──────── Data supplied
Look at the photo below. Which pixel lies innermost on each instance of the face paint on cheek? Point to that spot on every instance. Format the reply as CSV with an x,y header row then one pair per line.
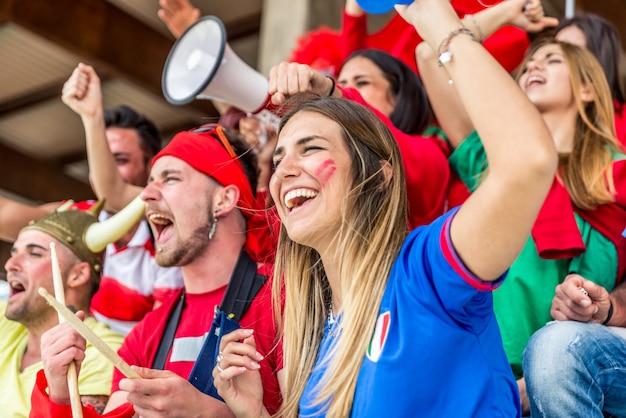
x,y
325,171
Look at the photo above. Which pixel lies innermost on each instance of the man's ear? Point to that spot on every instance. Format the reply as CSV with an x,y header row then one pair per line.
x,y
78,275
387,170
225,199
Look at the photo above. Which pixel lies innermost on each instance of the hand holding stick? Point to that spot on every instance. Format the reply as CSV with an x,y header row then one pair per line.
x,y
89,335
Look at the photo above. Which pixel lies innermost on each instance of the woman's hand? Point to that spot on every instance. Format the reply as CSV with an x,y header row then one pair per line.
x,y
236,374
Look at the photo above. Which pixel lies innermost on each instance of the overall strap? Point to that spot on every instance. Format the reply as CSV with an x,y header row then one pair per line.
x,y
168,334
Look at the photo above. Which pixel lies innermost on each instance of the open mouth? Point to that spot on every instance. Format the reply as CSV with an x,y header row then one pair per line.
x,y
535,80
160,223
16,287
297,197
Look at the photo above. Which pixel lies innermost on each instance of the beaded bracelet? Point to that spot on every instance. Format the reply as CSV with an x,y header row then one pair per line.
x,y
610,314
443,52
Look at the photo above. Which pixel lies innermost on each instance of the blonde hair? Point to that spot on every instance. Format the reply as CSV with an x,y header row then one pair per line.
x,y
373,228
586,170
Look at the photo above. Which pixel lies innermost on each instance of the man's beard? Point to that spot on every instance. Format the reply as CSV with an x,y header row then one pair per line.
x,y
189,250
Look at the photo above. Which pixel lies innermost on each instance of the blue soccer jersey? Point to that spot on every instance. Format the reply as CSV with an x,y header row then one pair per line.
x,y
436,350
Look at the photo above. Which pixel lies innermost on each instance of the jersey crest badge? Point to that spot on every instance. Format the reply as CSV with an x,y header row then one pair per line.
x,y
381,331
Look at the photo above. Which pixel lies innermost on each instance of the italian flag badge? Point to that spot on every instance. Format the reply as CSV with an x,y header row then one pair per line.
x,y
379,338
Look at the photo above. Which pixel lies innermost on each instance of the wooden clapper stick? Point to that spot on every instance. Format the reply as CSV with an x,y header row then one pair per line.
x,y
59,293
65,315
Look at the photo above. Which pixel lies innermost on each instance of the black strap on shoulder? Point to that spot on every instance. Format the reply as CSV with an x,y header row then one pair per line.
x,y
243,286
167,339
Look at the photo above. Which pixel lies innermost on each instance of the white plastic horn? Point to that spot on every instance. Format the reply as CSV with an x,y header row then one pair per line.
x,y
100,234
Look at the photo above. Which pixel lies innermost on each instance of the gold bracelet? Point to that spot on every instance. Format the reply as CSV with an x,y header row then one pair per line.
x,y
443,52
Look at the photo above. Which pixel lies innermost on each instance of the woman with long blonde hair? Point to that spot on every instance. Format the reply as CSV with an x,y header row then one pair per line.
x,y
377,322
579,227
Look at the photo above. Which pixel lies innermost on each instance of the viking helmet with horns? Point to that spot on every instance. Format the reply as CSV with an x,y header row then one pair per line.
x,y
81,232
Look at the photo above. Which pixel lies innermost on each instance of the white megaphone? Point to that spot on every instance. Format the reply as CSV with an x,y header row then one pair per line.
x,y
201,65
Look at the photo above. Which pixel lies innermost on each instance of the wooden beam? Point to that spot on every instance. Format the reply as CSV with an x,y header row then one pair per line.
x,y
38,180
612,10
100,32
33,98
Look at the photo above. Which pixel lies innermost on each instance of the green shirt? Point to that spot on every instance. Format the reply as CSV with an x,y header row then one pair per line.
x,y
522,303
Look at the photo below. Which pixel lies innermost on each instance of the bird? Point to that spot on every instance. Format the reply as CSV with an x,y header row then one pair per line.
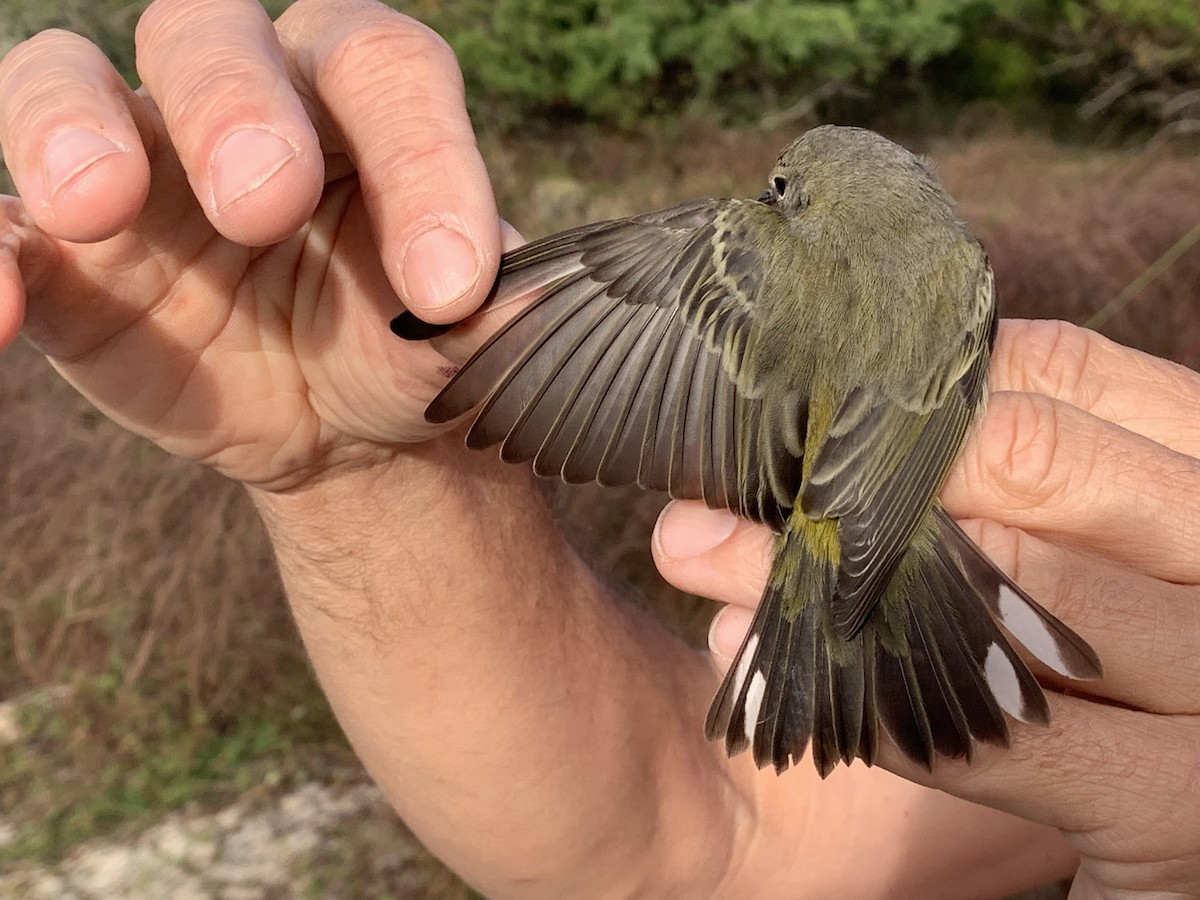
x,y
811,360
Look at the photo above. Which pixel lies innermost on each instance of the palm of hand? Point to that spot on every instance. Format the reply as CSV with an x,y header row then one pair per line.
x,y
270,364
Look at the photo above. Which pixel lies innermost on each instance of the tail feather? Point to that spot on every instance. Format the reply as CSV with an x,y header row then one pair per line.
x,y
930,664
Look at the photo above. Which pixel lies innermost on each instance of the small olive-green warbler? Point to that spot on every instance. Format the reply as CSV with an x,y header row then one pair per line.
x,y
811,360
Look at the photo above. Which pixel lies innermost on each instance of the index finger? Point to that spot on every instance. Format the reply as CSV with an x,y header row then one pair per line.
x,y
393,90
1143,394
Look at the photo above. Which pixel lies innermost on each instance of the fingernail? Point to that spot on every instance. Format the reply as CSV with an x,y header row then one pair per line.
x,y
71,153
245,161
688,529
438,267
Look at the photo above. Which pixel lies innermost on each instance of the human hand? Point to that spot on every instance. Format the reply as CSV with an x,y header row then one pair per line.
x,y
1084,483
196,257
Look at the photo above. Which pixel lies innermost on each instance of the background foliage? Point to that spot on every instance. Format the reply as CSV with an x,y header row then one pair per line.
x,y
621,60
1116,66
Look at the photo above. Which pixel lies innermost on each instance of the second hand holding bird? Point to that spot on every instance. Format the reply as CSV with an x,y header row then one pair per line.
x,y
811,360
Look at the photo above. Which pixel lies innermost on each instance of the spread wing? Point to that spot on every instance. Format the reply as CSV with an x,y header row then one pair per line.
x,y
882,463
625,369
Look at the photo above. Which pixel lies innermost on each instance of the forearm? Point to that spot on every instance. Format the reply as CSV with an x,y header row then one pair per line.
x,y
531,729
544,737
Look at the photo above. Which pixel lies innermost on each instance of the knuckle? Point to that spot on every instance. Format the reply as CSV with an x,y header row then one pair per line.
x,y
214,88
391,41
162,18
28,61
1056,358
1021,450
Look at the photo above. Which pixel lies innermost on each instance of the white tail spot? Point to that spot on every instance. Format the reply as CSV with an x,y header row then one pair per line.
x,y
754,701
1031,630
1005,683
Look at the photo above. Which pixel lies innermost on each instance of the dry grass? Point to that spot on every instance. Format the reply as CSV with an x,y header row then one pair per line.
x,y
155,577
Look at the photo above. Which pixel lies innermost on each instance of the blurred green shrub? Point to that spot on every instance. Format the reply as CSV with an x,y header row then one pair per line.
x,y
621,60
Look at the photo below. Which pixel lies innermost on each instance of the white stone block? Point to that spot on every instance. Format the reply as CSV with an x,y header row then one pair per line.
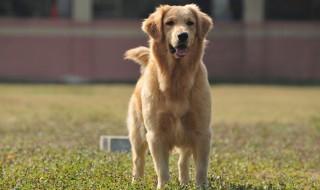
x,y
115,143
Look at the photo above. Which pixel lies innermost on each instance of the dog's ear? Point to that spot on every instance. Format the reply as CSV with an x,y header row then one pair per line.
x,y
204,22
153,24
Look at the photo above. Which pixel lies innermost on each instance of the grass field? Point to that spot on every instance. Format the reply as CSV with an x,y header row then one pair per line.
x,y
265,137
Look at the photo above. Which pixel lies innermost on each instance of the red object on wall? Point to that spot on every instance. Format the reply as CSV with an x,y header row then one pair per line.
x,y
270,52
54,9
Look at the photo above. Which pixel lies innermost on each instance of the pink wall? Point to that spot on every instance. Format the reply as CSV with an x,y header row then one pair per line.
x,y
53,50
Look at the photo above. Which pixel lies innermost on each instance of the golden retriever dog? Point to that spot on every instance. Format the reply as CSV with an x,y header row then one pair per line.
x,y
171,104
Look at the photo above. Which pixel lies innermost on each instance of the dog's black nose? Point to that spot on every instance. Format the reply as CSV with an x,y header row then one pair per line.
x,y
183,36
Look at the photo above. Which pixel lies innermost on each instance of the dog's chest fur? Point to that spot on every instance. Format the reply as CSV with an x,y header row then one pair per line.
x,y
176,88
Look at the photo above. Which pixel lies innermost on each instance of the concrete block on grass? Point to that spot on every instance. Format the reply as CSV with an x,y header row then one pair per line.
x,y
115,144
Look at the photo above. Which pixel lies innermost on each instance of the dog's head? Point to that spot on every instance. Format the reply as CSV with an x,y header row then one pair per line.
x,y
179,27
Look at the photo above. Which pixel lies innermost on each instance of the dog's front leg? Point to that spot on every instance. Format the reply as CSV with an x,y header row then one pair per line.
x,y
160,155
201,157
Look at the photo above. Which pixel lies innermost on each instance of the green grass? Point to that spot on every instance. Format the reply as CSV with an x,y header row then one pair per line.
x,y
265,137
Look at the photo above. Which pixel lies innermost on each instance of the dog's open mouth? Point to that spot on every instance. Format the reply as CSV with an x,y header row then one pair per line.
x,y
179,51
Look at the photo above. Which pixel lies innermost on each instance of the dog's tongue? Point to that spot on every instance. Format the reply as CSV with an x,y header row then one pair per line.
x,y
181,52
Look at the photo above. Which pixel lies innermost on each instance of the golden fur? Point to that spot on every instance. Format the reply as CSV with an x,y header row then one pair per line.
x,y
171,104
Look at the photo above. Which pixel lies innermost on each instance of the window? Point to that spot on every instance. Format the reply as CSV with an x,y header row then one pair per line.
x,y
137,8
292,10
227,9
35,8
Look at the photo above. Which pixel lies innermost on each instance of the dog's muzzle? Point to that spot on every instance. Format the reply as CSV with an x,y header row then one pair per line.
x,y
181,49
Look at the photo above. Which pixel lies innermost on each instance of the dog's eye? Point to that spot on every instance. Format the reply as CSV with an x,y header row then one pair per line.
x,y
170,23
190,23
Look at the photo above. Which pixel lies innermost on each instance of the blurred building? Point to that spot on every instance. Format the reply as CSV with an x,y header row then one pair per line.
x,y
75,40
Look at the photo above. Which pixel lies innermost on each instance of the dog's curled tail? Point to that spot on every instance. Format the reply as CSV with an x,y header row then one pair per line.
x,y
139,55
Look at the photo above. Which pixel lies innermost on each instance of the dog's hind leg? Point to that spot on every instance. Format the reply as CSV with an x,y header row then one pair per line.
x,y
183,166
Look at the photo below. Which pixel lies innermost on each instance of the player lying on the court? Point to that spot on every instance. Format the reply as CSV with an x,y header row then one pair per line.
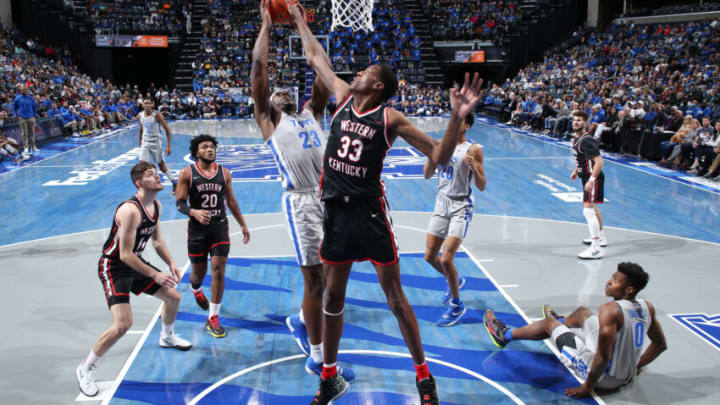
x,y
297,142
604,350
357,225
452,215
122,270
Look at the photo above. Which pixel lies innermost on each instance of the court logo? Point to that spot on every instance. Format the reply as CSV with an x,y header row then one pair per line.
x,y
707,327
256,163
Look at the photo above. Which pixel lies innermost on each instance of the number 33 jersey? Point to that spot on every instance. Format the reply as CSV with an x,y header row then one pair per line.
x,y
207,191
356,148
297,145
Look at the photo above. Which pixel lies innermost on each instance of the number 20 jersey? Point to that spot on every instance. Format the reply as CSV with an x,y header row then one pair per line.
x,y
356,148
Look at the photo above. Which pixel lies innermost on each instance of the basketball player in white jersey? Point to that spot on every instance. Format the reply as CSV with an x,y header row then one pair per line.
x,y
297,142
150,140
452,215
606,349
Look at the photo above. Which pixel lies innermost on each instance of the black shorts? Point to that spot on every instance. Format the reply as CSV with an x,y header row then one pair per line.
x,y
213,238
118,279
358,230
597,194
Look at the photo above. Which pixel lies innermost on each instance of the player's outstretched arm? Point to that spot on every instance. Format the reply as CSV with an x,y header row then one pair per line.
x,y
234,206
474,159
160,119
658,344
609,317
316,56
259,82
161,248
129,219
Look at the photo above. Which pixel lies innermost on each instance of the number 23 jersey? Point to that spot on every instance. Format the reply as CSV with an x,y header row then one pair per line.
x,y
356,148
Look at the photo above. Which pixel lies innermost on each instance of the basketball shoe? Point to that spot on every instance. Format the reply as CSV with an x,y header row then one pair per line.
x,y
427,389
448,296
330,390
299,332
453,314
213,326
312,367
86,379
495,328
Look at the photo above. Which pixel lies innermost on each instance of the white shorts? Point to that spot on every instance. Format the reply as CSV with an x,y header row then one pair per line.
x,y
580,357
152,153
303,213
451,217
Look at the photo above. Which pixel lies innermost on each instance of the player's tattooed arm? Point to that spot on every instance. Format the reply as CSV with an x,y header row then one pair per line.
x,y
658,343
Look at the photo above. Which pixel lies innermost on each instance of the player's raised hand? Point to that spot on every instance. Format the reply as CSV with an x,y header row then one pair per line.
x,y
463,100
265,13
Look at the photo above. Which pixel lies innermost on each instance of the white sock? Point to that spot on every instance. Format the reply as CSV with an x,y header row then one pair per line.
x,y
91,360
316,352
167,330
593,225
214,309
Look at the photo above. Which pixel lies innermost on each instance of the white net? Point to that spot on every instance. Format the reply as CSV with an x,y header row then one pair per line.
x,y
356,14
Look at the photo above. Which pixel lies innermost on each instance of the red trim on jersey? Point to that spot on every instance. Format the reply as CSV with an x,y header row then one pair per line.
x,y
340,107
215,165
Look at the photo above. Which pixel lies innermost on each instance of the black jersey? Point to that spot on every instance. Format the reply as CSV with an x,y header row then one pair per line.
x,y
208,193
355,152
585,148
142,234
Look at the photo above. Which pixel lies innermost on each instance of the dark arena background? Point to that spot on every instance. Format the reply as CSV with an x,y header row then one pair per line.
x,y
74,76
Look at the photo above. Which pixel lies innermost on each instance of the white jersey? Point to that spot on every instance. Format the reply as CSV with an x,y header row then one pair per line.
x,y
151,129
455,177
629,340
298,145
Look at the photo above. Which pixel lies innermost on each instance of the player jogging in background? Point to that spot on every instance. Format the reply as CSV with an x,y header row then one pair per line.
x,y
606,349
357,224
122,269
589,169
297,142
452,216
149,123
209,187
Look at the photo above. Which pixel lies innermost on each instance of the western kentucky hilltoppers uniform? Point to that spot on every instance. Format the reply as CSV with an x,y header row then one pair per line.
x,y
585,149
117,278
357,223
208,193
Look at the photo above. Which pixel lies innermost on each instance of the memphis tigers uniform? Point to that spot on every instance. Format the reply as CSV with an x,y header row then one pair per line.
x,y
585,149
297,145
453,205
208,193
357,223
578,346
117,278
151,144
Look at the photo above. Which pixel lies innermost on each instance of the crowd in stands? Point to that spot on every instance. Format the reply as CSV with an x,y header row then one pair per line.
x,y
676,9
471,19
166,17
637,83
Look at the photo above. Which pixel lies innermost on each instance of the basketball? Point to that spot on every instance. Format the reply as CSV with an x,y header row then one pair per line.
x,y
279,11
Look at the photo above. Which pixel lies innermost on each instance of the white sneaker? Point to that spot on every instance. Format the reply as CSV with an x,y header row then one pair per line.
x,y
591,253
602,241
174,341
86,380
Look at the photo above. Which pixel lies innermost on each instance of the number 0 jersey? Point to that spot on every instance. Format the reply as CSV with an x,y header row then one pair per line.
x,y
142,234
355,152
208,193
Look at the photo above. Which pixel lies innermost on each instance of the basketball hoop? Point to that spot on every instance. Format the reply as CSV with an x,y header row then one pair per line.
x,y
356,14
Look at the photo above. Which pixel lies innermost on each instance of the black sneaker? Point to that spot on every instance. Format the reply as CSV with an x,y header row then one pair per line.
x,y
213,326
330,390
427,389
495,328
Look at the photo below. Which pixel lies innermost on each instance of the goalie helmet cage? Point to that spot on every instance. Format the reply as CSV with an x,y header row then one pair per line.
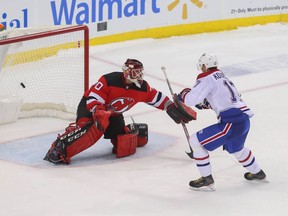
x,y
47,68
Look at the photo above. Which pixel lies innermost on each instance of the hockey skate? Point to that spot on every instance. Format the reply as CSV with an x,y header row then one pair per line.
x,y
56,153
260,176
203,184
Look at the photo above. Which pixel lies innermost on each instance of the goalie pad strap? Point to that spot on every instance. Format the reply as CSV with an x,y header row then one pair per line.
x,y
126,145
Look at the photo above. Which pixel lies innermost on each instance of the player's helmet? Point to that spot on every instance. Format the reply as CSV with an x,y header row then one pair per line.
x,y
209,60
133,71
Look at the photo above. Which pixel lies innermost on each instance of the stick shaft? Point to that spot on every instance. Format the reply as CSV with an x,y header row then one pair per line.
x,y
183,125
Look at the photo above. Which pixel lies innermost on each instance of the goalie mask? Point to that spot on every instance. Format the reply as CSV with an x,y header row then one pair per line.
x,y
209,60
133,71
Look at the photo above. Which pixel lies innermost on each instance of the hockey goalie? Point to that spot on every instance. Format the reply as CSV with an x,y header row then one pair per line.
x,y
100,112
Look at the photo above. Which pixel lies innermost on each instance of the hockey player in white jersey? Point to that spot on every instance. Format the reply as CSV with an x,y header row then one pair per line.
x,y
213,90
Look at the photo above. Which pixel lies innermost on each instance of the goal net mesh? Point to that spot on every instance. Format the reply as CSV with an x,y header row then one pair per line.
x,y
47,68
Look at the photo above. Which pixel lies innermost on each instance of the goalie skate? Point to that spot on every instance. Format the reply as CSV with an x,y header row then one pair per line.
x,y
260,176
203,184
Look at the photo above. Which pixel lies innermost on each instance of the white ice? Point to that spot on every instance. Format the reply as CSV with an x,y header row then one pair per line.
x,y
155,180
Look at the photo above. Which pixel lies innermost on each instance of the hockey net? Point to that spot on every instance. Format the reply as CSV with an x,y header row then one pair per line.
x,y
47,68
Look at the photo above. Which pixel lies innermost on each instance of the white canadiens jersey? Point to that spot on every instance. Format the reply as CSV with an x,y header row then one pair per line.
x,y
218,90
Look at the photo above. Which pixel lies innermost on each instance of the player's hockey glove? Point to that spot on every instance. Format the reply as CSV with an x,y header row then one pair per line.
x,y
183,94
203,105
101,117
179,112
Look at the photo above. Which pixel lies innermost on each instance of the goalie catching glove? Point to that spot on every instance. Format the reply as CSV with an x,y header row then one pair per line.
x,y
179,112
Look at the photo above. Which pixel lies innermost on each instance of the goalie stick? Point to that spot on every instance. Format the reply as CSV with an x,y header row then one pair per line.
x,y
190,154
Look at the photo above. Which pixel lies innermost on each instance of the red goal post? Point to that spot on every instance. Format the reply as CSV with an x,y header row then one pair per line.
x,y
46,68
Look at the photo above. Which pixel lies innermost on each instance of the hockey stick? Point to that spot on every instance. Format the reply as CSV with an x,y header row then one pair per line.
x,y
190,154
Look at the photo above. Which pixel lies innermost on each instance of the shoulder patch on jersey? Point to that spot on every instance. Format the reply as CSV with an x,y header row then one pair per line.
x,y
201,75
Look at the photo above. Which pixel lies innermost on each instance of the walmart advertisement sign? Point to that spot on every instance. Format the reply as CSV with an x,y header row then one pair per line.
x,y
108,17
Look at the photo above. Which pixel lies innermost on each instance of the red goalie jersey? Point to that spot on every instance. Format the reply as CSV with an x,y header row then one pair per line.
x,y
112,91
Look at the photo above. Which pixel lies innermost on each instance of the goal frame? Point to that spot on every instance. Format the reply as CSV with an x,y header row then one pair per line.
x,y
59,31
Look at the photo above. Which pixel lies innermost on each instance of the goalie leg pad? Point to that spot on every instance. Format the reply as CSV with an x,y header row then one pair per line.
x,y
142,137
79,140
75,140
126,145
────────────────
Problem to solve: Write out again, exactly, the lines from the one holding "the goalie stick?" through the end of the listing, with both ends included.

Solution to the exercise:
Look at the photo above. Which pixel lies innermost on each instance of the goalie stick? Point to that spot on every instance. Format the reply as CSV with an x,y header row then one pair per line.
x,y
190,154
Look at the photo above. Which pixel lies innermost on each instance of the red goal post? Point to that spot on every instance. Format the reply as CSV with an x,y header row then one pair per line.
x,y
46,68
Look at the photo above. Which pixel lies innermost on each instance of the hockey stick? Point to that spot on every instance. Format the reply as CSV with an x,y header row then one pair per line.
x,y
190,154
Look at the photo above. Which pixel lies innermost on each instance of the shoulder patch on jersey? Point to that spot on every instance. Format the reply as CSV with an x,y header row then one pair per line.
x,y
201,75
Look at the photo above. Which pixel lies innermost on each instance of the walmart advertisement sign? Point to that spot on every instance. Format the reply as CSV with an x,y header row then one pair per line.
x,y
108,17
Look at the photo above. Which pixel lies innermost on each instance of the red goalie jersey? Point to that spot on every instance. Format the reply as CSV with an x,y header row then one pair per line.
x,y
112,91
Look at the photo above. Which pixel lies innermost on each instance of the goal frame? Point to that spot on every instance. Format the reply as CSV with an x,y header row then one pair per line.
x,y
59,31
Look at the photo above. Which pixel lies innermost on each instance of the goalie leg pad? Point to that spot on every instance. Format the reply as CSV with an x,y header row then one pair per line.
x,y
142,137
79,140
75,140
126,145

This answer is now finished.